## TEXT UNDER STUDY
◇ ◇ ◇ ◇ ◇ ◇ ◇
Most students don’t approach general education requirements with much enthusiasm, waiting on tenterhooks to get into the good stuff. But at EMU, it’s a little different. Eastern offers some really cool gen ed courses for students to fulfill credits, explore subjects, have some fun and maybe even discover a new major. Who says a camping course isn’t as educational as economics? Save the no-nonsense courses for Harvard.

PHIL 375 W: Metaphysics is the study of questions concerning the basic structure and ultimate nature of reality. If you ask me, every university should have a class like this. “What kinds of things exist? What accounts for change over time? How can something be the same thing after it has undergone change? What is the nature of the mind? Do we have free will?” The class challenges ideas of space and time, determinism and freedom, and questions the self, materialism, idealism, and substance and process. Far out, dude.

PSY 240: The Psychology of Sex part 1— School or not, this is the 21st century and sex is probably the hottest, and most controversial, topic in the book. Why not have a class on it? The course addresses human sexuality from a psychological standpoint. The scientific study of human sexuality, interpersonal relationships, and sexual anatomy and physiology are discussed. Sexually transmitted infections, contraception, sexual problems and solutions, conception, and birth are some other topics. That’s what she said.
◇ ◇ ◇ ◇ ◇ ◇ ◇
(Collected data)
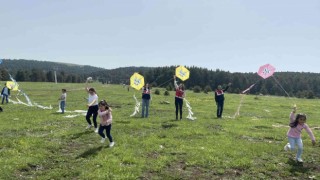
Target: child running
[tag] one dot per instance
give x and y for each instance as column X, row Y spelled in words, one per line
column 105, row 115
column 63, row 99
column 92, row 108
column 297, row 124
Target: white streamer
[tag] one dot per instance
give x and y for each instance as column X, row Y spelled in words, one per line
column 189, row 111
column 136, row 108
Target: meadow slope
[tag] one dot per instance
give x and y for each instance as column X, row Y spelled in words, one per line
column 43, row 144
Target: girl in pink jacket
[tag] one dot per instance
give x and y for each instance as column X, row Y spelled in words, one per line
column 105, row 115
column 297, row 124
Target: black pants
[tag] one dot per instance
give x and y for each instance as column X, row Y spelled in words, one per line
column 219, row 108
column 108, row 132
column 178, row 102
column 92, row 111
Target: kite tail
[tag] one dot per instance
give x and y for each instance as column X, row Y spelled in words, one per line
column 189, row 111
column 137, row 106
column 280, row 86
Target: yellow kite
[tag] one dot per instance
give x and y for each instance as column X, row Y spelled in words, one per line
column 12, row 85
column 182, row 73
column 137, row 81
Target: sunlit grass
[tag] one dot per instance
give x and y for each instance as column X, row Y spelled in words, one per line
column 43, row 144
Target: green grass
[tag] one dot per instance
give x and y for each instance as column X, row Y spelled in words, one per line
column 42, row 144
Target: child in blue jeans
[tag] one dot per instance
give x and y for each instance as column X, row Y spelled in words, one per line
column 105, row 115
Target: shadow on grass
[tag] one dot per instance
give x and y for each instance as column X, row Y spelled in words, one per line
column 90, row 152
column 297, row 167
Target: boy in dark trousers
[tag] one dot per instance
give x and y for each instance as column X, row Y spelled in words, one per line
column 219, row 98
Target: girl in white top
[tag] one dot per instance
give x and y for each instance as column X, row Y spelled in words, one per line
column 92, row 108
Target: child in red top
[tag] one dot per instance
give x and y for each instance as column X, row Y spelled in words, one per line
column 297, row 124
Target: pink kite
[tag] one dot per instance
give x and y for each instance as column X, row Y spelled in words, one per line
column 266, row 71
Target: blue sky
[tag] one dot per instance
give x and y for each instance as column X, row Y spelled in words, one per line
column 231, row 35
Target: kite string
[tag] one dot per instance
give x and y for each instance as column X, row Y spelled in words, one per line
column 165, row 82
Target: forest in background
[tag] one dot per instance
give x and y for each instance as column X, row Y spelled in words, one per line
column 292, row 84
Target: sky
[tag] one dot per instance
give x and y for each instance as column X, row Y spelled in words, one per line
column 230, row 35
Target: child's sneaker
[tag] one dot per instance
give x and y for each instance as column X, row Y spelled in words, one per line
column 111, row 144
column 299, row 160
column 89, row 126
column 287, row 147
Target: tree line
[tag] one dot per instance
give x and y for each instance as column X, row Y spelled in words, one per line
column 293, row 84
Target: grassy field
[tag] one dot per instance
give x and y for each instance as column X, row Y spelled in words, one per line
column 42, row 144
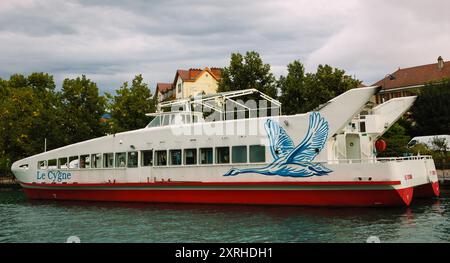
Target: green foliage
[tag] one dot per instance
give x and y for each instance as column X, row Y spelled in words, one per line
◇ ◇ ◇ ◇ ◇ ◇ ◇
## YOUR ASSIGNMENT
Write the next part of the piece on Eastern Michigan's general education courses, picking up after its last sentence.

## RESPONSE TO THIS EXERCISE
PEGN 177: Bicycle Touring—This class sounds just like what one needs for some easy, and fun, credit. There is some discussion about safety while biking, bike maintenance, group riding and places to ride, such as gravel and trail options. Students bring their own bikes and helmets or rent them for the class and cycle through Hines Park in Livonia.

PLSC 314/316: Civil/Criminal Mock Trial and Legal Process covers the basics of trial process, specifics of mock trial competition and introduces the fundamental elements of the legal process. Legal methodology is developed throughout the semester. This course is used to train and practice for the University’s Mock Trial Team competitions, but students may take the course without participating on the team.

ATM 279: Fashion Forecasting predicts trends in the fashion industry. Knowledge of fashion design and history, and business information help in the prediction process. Students learn how fashion changes within cycles, to understand forecasting tools and to present a fashion forecast. Then, many can be employed with design firms and retail markets.

CRM 338: Women, Crime and Justice takes a look at gender and criminal justice as it relates to women as victims, offenders and agents of the criminal justice system. Additionally, the social conditions of criminality and intervention strategies, as well as social action and criminal justice policy reform are examined.

RECR 280L: Camping— Sign me up! Students take a weekend camping trip and learn through lecture and demonstration: map and compass reading; ropes and knot tying; campfire construction; camping tool use and maintenance; and tents (who couldn’t use a course in how to set up that pesky tent?). Meal preparation, use of tools, and toxic plants and animals are also discussed.

Basic River Kayaking: PEGN 256—The White Water Kayak course emphasizes safety, enjoyment and skill acquisition for entry through intermediate levels of kayaking, and for individuals in public, private and commercial settings.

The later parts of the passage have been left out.